▸ **TESTO FORNITO**:
□ □ □ □

Ah ok, il sync l'ho fatto qualche giorno fa...dunque ora è proprio stabile, non più solo in ~x86  :Very Happy: 

Effettivamente mi sono sbagliato prima parlando di stabilità....pardon.

----------

## magowiz

 *R1zZ1 wrote:*   

> 
> 
> Ah ok, il sync l'ho fatto qualche giorno fa...dunque ora è proprio stabile, non più solo in ~x86 
> 
> Effettivamente mi sono sbagliato prima parlando di stabilità....pardon.

 

Veramente su x86 non è ancora stabile kde 4.3.1, per ora è stato stabilizzato solo su amd64 , comunque non dovrebbe volerci molto affinchè stabilizzino anche per le altre architetture.

----------

## lordalbert

 *magowiz wrote:*   

>  *R1zZ1 wrote:*   
> 
> Ah ok, il sync l'ho fatto qualche giorno fa...dunque ora è proprio stabile, non più solo in ~x86 
> 
> Effettivamente mi sono sbagliato prima parlando di stabilità....pardon. 
> ...

 

Qualcuno mi toglie una curiosità? Come mai la stabilizzazione nelle varie architetture non avviene quasi mai contemporaneamente?

Voglio dire, non credo ci sia una enorme differenza fra kde in x86 e amd64, e perchè in x86 viene stabilizzato più tardi?

(E' soltanto una domanda di curiosità la mia, non interpretatela come una "lamentela" eh  :Wink:  )

□ □ □ □

▸ **SEZIONE DATI**:
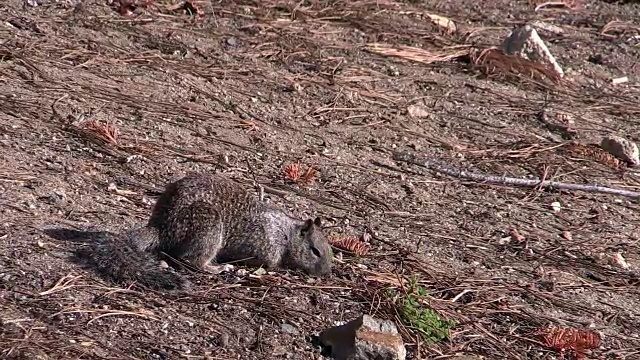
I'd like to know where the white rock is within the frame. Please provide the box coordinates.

□ □ □ □

▸ **ELENCO DEI COMPITI**:
[a] Duplica dalla discussione sul forum il passo che va da "## lordalbert" fino a "quasi mai contemporaneamente?" compreso.
[b] Indica se ciascuna affermazione concorda con la discussione sul forum, rispondendo sì o no e citando le parole decisive: (i) secondo magowiz, KDE 4.3.1 è già stabile su x86; (ii) R1zZ1 afferma di aver fatto il sync qualche giorno prima; (iii) lordalbert presenta la propria domanda come una lamentela.
[c] Elenca tutti i nomi utente che compaiono nella discussione sul forum.

▸ **RISPOSTE CORRETTE**:
[a]
## lordalbert

 *magowiz wrote:*   

>  *R1zZ1 wrote:*   
> 
> Ah ok, il sync l'ho fatto qualche giorno fa...dunque ora è proprio stabile, non più solo in ~x86 
> 
> Effettivamente mi sono sbagliato prima parlando di stabilità....pardon. 
> ...

 

Qualcuno mi toglie una curiosità? Come mai la stabilizzazione nelle varie architetture non avviene quasi mai contemporaneamente?

[b]
(i) No: «Veramente su x86 non è ancora stabile kde 4.3.1, per ora è stato stabilizzato solo su amd64».
(ii) Sì: «il sync l'ho fatto qualche giorno fa».
(iii) No: «non interpretatela come una "lamentela"».

[c] R1zZ1, magowiz, lordalbert